▶ [Action item] What you return must match the data exactly, line for line.
(Beginning of Extracted information)
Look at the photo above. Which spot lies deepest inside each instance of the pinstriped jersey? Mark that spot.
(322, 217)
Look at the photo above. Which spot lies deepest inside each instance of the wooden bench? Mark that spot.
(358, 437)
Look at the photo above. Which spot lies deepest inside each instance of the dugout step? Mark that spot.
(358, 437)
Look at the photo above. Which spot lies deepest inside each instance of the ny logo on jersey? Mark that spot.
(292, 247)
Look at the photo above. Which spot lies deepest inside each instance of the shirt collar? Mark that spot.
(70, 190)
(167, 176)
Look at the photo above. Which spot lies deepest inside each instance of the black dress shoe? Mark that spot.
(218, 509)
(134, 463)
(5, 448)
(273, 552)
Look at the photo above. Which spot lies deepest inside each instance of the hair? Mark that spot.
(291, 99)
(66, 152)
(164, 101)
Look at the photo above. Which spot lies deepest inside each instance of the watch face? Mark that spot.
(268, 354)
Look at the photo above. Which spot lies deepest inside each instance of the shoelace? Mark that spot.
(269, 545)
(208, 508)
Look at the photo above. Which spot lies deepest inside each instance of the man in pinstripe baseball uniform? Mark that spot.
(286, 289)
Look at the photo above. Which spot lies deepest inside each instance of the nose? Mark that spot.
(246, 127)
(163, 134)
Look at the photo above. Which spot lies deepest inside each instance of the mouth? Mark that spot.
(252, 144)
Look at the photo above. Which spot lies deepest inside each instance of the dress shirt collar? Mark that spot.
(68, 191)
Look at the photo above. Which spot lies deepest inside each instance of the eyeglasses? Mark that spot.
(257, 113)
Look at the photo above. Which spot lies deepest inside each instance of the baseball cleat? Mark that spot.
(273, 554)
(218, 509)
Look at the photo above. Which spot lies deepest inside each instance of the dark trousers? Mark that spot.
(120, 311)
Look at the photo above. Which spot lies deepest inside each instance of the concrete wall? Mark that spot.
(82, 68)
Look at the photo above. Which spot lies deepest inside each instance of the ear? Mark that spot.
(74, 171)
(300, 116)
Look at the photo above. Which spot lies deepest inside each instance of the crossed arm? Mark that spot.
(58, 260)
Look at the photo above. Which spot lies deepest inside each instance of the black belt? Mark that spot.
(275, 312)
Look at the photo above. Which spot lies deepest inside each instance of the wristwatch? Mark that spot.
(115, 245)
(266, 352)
(End of Extracted information)
▶ [Output of the exercise]
Look at the photo above. Which spot lies deepest inside each instance of the pinstriped jersey? Mark that spot.
(322, 217)
Look at the photo above. Which spot lies deepest inside each instance of the wooden bench? Mark that spot.
(358, 437)
Look at the photo above. Which spot lies deepest inside each instance of the dugout step? Mark that spot.
(358, 437)
Look at the photo above. Which spot lies deepest inside each instance of the ny logo on jersey? Mark that spot.
(292, 247)
Look at the photo above. Which spot lies deepest inside each instance of the shirt collar? Mark that spot.
(70, 190)
(167, 176)
Look at the photo above. Which spot lies deepest inside each instance of the black dress shoe? Mark that spot.
(218, 509)
(134, 463)
(5, 448)
(273, 552)
Look at the photo above. Which spot lies deepest inside each instance of the hair? Mark that spot.
(291, 99)
(66, 152)
(164, 101)
Look at the photo above. Which spot lies deepest inside each instance of the watch face? Mark that spot.
(268, 354)
Look at the photo above. Which spot lies deepest inside each instance of the shoelace? Mark that spot.
(269, 545)
(208, 508)
Look at the photo above. Which spot lies deepest inside each instance of the man in pinstripe baseball uniform? Mark that spot.
(286, 289)
Look at the photo above. Which spot lies deepest inside each instance of the nose? Mark that spot.
(246, 127)
(163, 134)
Look at the photo above. Which spot lies deepest inside each instance of the mouth? Mark that spot.
(252, 144)
Look at the photo above. Which spot lies deepest inside each instance of the dress shirt collar? Mark that spot.
(68, 191)
Look at the photo above. Which spot lies deepest inside each instance of the eyeglasses? Mark that spot.
(257, 113)
Look at the photo above. Which spot lies deepest inside each instance of the baseball cleat? Mark that spot.
(273, 554)
(218, 509)
Look at the photo above. Which spot lies deepest inside each instance of the dark trousers? Mark that spot.
(120, 311)
Look at the photo above. Which spot lies deepest inside each instance of the concrete wall? Mark that spot.
(82, 68)
Look at the photo above. Which spot lies deepest inside each instance of the ear? Mark that spot.
(74, 171)
(300, 116)
Look at the photo above. Which spot lies deepest inside each instance of the crossed arm? Mark that spot.
(58, 260)
Look at the photo above. Which spot lies deepest inside each instance of the black belt? Mark that spot.
(275, 312)
Look at the photo above. Which spot lies deepest inside each instance of the wristwatch? Mark that spot.
(115, 245)
(266, 352)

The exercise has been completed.